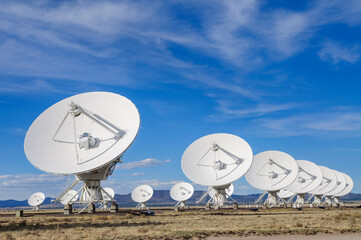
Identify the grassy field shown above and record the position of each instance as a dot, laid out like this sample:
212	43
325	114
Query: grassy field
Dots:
182	225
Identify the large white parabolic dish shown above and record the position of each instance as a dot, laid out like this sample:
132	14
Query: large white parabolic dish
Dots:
55	142
272	171
217	159
309	177
340	185
181	191
142	193
36	199
329	181
348	188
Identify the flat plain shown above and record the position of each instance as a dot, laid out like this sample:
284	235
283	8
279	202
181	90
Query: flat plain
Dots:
190	224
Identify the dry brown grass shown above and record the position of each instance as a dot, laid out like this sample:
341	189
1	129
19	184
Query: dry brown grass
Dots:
170	225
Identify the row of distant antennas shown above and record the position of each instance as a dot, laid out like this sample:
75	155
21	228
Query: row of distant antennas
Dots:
217	160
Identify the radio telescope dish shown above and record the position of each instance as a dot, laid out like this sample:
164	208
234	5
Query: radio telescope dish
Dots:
329	181
82	133
271	171
284	194
85	135
348	188
141	195
36	199
340	185
181	192
108	194
217	159
70	196
345	191
309	177
229	191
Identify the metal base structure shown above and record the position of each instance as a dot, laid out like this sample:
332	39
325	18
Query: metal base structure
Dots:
317	200
142	206
91	192
300	201
271	200
219	200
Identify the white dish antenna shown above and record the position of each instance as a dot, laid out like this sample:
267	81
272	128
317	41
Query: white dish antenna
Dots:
340	184
142	194
36	199
284	194
85	135
328	183
272	171
229	191
181	192
309	177
217	159
70	196
108	194
345	191
82	133
348	187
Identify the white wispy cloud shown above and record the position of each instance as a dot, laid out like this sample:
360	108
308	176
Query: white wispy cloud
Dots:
21	186
337	120
335	53
149	162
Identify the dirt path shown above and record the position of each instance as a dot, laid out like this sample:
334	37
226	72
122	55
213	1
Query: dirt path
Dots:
356	236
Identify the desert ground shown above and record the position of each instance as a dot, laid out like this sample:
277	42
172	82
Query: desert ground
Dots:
322	224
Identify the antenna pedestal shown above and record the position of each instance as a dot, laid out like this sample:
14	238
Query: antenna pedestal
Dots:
271	200
219	199
300	200
317	200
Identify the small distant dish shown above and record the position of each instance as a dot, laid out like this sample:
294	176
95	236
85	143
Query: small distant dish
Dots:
309	177
181	192
142	194
108	194
329	181
70	196
272	171
348	187
36	199
217	159
340	184
345	191
284	194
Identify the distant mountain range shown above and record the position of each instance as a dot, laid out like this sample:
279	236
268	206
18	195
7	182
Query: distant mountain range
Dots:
162	198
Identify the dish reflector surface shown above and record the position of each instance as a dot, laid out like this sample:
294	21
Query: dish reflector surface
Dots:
82	133
71	195
217	159
110	192
181	191
272	170
328	183
283	193
309	177
142	193
348	187
36	199
340	184
229	191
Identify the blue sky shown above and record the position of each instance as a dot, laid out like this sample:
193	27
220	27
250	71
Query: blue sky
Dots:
283	75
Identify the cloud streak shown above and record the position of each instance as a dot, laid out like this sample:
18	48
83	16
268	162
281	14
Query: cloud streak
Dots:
149	162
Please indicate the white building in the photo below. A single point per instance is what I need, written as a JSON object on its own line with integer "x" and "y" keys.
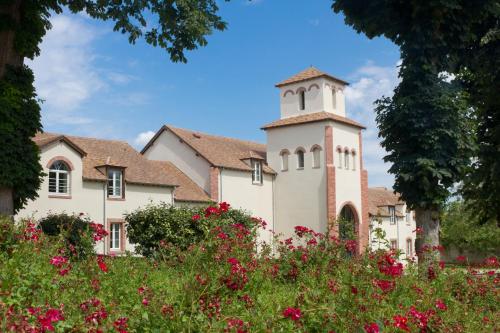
{"x": 309, "y": 173}
{"x": 389, "y": 214}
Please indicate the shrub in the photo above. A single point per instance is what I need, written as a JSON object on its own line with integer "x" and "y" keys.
{"x": 167, "y": 227}
{"x": 74, "y": 229}
{"x": 462, "y": 229}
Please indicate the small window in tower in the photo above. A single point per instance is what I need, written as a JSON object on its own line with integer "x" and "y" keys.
{"x": 302, "y": 99}
{"x": 334, "y": 99}
{"x": 300, "y": 158}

WHAT YOU NEED TO DO
Please convert every line of the records above into a Markdown table with two columns, No. and Text, giving each line its own numbered row and skipping blank lines. Leave the pictures out of the table.

CORRECT OUTPUT
| No. | Text |
|---|---|
| 1 | Identify the grassy field shown above and record the position of each instance as a dot, laid out like this sample: |
| 2 | 212	43 |
| 3 | 325	114 |
| 4 | Query: grassy field |
| 5 | Dots: |
| 6 | 182	225 |
| 7 | Identify the large white parabolic dish shown above and record the position of each instance as a dot, laid out like this sample: |
| 8 | 132	14 |
| 9 | Query: large white parabolic dish |
| 10 | Dots: |
| 11 | 55	142 |
| 12 | 272	171 |
| 13 | 217	159 |
| 14 | 309	177 |
| 15 | 340	185 |
| 16 | 181	191 |
| 17 | 142	193 |
| 18 | 36	199 |
| 19 | 329	181 |
| 20 | 348	188 |
| 21 | Identify the flat plain shown above and record the position of each instance as a dot, laid out like this sample: |
| 22 | 284	235 |
| 23 | 283	8 |
| 24 | 279	202 |
| 25 | 181	90 |
| 26 | Query: flat plain |
| 27 | Dots: |
| 28 | 190	224 |
| 29 | Identify the dry brown grass shown above and record the position of each instance as a dot, laid out like this sample: |
| 30 | 341	189 |
| 31 | 1	129 |
| 32 | 19	184 |
| 33 | Query: dry brown grass |
| 34 | Dots: |
| 35 | 170	225 |
| 36 | Identify the row of distant antennas shown above and record the position of each instance as a dot, laid out like this sample: |
| 37 | 75	155 |
| 38 | 21	228 |
| 39 | Query: row of distant antennas |
| 40 | Dots: |
| 41 | 217	160 |
| 42 | Identify the radio telescope dish shown above and record the position of each instance as a dot, laid out like this sample: |
| 43 | 164	208 |
| 44 | 234	5 |
| 45 | Query: radio telescope dish |
| 46 | Dots: |
| 47 | 329	181 |
| 48 | 82	133 |
| 49 | 271	171 |
| 50 | 284	194 |
| 51 | 85	135 |
| 52 | 348	188 |
| 53 | 141	195 |
| 54 | 36	199 |
| 55 | 340	185 |
| 56 | 181	192 |
| 57 | 108	194 |
| 58 | 217	159 |
| 59 | 70	196 |
| 60 | 345	191 |
| 61 | 309	177 |
| 62 | 229	191 |
| 63 | Identify the metal base structure shown above and record the position of each instance as a dot, laid out like this sample: |
| 64 | 332	39 |
| 65 | 325	18 |
| 66 | Query: metal base structure |
| 67 | Dots: |
| 68 | 317	200 |
| 69 | 142	206 |
| 70 | 91	192 |
| 71 | 300	201 |
| 72 | 271	200 |
| 73 | 219	200 |
| 74 | Identify the white dish antenna shown above and record the position of each instance as a dot, laid out like this sample: |
| 75 | 267	81 |
| 76 | 272	128 |
| 77 | 317	41 |
| 78 | Query: white dish antenna |
| 79 | Dots: |
| 80 | 340	184 |
| 81 | 142	194 |
| 82 | 36	199 |
| 83 | 284	194 |
| 84 | 85	135 |
| 85 | 328	183 |
| 86 | 272	171 |
| 87 | 229	191 |
| 88 | 181	192 |
| 89 | 309	177 |
| 90 | 217	159 |
| 91 | 70	196 |
| 92 | 108	194 |
| 93 | 345	191 |
| 94 | 82	133 |
| 95 | 348	187 |
| 96 | Identify the white wispy cloud shown above and record the position of each instance as a dot, laid out like this sample: |
| 97 | 360	108 |
| 98 | 308	176 |
| 99 | Query: white wispy cloud |
| 100 | Dots: |
| 101 | 21	186 |
| 102 | 337	120 |
| 103 | 335	53 |
| 104 | 149	162 |
| 105 | Identify the dirt path shown above and record the position of each instance as a dot, laid out like this sample: |
| 106 | 334	37 |
| 107 | 226	72 |
| 108 | 122	55 |
| 109 | 213	1 |
| 110 | Query: dirt path |
| 111 | Dots: |
| 112 | 356	236 |
| 113 | Identify the desert ground shown above and record the position of each instance as a dot, laid out like this sample: |
| 114 | 277	42 |
| 115 | 172	82 |
| 116 | Query: desert ground |
| 117 | Dots: |
| 118 | 322	224 |
| 119 | Identify the antenna pedestal shown above and record the position of each instance as a dot, laid out like this sample: |
| 120 | 14	238 |
| 121 | Query: antenna pedestal |
| 122 | Dots: |
| 123 | 271	200 |
| 124 | 219	199 |
| 125 | 300	200 |
| 126 | 317	200 |
| 127 | Identify the small distant dish shown above and record the position of each instance as a dot, laid out like this sample: |
| 128 | 294	176 |
| 129 | 95	236 |
| 130 | 85	143 |
| 131 | Query: small distant dish |
| 132 | Dots: |
| 133 | 309	177 |
| 134 | 181	192 |
| 135 | 142	194 |
| 136 | 108	194 |
| 137 | 329	181 |
| 138 | 70	196 |
| 139 | 272	171 |
| 140 | 348	187 |
| 141 | 36	199 |
| 142 | 217	159 |
| 143 | 340	184 |
| 144 | 345	191 |
| 145 | 284	194 |
| 146 | Identify the distant mountain range shown above and record the position of each instance as a dot, laid out like this sample: |
| 147 | 279	236 |
| 148 | 268	206 |
| 149 | 18	195 |
| 150 | 7	182 |
| 151 | Query: distant mountain range |
| 152 | Dots: |
| 153 | 162	198 |
| 154 | Identify the dish reflector surface shown above and record the position of each instance as a dot, laid out like this sample: |
| 155 | 294	21 |
| 156 | Query: dish reflector surface |
| 157 | Dots: |
| 158 | 82	133 |
| 159 | 71	195 |
| 160 | 217	159 |
| 161 | 110	192 |
| 162 | 181	191 |
| 163 | 272	170 |
| 164 | 328	183 |
| 165 | 283	193 |
| 166 | 309	177 |
| 167 | 142	193 |
| 168 | 348	187 |
| 169 | 36	199 |
| 170 | 340	184 |
| 171 | 229	191 |
| 172 | Identify the blue sky shown above and record the position of each instance as a dot, laid out like this sample: |
| 173 | 193	27 |
| 174 | 220	27 |
| 175 | 250	71 |
| 176 | Query: blue sky |
| 177 | Dots: |
| 178 | 283	75 |
| 179 | Identify the cloud streak shown above and record the position of each instance as a dot, laid out like this sample: |
| 180 | 18	48 |
| 181 | 83	16 |
| 182 | 268	162 |
| 183 | 281	14 |
| 184 | Query: cloud streak |
| 185 | Dots: |
| 186 | 149	162 |
| 187 | Please indicate the white building in the photo below. A single point per instance is what I need, written as a JSON object on its own line with integer "x" and "y" keys. |
| 188 | {"x": 309, "y": 173} |
| 189 | {"x": 389, "y": 214} |
| 190 | Please indicate the shrub in the photo above. A single point per instance is what I need, written as a JSON object on its own line with integer "x" and "y" keys. |
| 191 | {"x": 167, "y": 227} |
| 192 | {"x": 74, "y": 229} |
| 193 | {"x": 462, "y": 229} |
| 194 | Please indicate the small window in tower in the photo above. A single point per instance is what I need, written as a JSON object on its own line with integer "x" and "y" keys. |
| 195 | {"x": 302, "y": 99} |
| 196 | {"x": 334, "y": 99} |
| 197 | {"x": 300, "y": 158} |